━━ DATA TO PROCESS

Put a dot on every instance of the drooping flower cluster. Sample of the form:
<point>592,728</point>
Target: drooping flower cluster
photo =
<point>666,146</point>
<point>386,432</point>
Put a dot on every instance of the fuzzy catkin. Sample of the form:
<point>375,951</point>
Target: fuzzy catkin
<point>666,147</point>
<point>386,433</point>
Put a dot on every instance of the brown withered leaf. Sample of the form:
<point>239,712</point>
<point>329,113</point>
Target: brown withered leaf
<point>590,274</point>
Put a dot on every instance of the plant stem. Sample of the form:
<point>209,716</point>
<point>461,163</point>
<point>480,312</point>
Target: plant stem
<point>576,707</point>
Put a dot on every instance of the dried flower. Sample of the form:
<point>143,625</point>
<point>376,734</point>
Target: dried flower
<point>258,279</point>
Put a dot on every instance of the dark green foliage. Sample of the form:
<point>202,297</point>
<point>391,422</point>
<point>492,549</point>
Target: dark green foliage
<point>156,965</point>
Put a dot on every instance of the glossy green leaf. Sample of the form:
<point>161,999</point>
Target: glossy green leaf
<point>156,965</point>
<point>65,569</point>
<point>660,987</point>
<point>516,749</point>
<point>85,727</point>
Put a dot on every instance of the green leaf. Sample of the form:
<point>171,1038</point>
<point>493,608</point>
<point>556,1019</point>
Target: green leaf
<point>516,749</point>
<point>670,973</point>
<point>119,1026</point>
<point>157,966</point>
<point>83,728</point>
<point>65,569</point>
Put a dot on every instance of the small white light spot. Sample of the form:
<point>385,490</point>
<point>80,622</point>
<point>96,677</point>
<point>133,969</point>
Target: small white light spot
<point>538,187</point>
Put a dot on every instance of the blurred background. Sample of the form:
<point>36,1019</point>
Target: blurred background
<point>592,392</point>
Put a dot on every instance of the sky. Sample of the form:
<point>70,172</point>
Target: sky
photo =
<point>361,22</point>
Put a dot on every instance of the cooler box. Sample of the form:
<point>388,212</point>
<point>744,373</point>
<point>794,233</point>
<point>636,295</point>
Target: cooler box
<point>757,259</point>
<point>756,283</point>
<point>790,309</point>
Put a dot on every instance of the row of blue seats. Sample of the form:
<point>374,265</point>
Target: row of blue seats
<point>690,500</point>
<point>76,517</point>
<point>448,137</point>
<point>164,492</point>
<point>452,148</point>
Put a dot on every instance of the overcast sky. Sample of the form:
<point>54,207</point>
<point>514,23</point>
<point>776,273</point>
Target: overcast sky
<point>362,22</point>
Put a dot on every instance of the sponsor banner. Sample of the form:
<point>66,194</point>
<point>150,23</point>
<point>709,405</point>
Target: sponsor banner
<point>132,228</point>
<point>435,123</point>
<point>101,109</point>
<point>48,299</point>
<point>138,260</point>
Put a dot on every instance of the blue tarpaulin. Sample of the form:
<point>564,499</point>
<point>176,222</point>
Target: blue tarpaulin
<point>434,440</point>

━━━━

= ASSIGNED TASK =
Reproducing the whole listing above is not the task. Copy exactly only the lines from the one with "<point>96,677</point>" to the one with "Put a dot on every instance of the blue", both kept.

= COMPLETED TASK =
<point>96,677</point>
<point>133,969</point>
Target: small white light spot
<point>538,187</point>
Put a dot on every instance of the blurred background. Sample of the form:
<point>36,1019</point>
Target: blurred background
<point>592,392</point>
Put a dot on every instance of the sky. Sample of the form:
<point>70,172</point>
Target: sky
photo =
<point>361,22</point>
Put a dot on every instance of the cooler box. Sample of the form:
<point>388,212</point>
<point>744,373</point>
<point>794,233</point>
<point>636,295</point>
Target: cooler box
<point>757,259</point>
<point>756,283</point>
<point>790,309</point>
Put a dot on every instance of the row of blue seats. Sample of the form:
<point>374,265</point>
Target: row of blue seats
<point>690,500</point>
<point>76,517</point>
<point>448,137</point>
<point>164,492</point>
<point>452,148</point>
Put a dot on every instance of the overcast sky. Sample of the form:
<point>54,207</point>
<point>514,23</point>
<point>776,273</point>
Target: overcast sky
<point>362,22</point>
Put a dot on every instance of the sponsor banner. Sample of the form:
<point>66,194</point>
<point>150,23</point>
<point>709,405</point>
Target: sponsor banner
<point>132,228</point>
<point>435,123</point>
<point>101,109</point>
<point>48,299</point>
<point>138,260</point>
Put a dot on every instance of the blue tarpaulin. Sample of the form:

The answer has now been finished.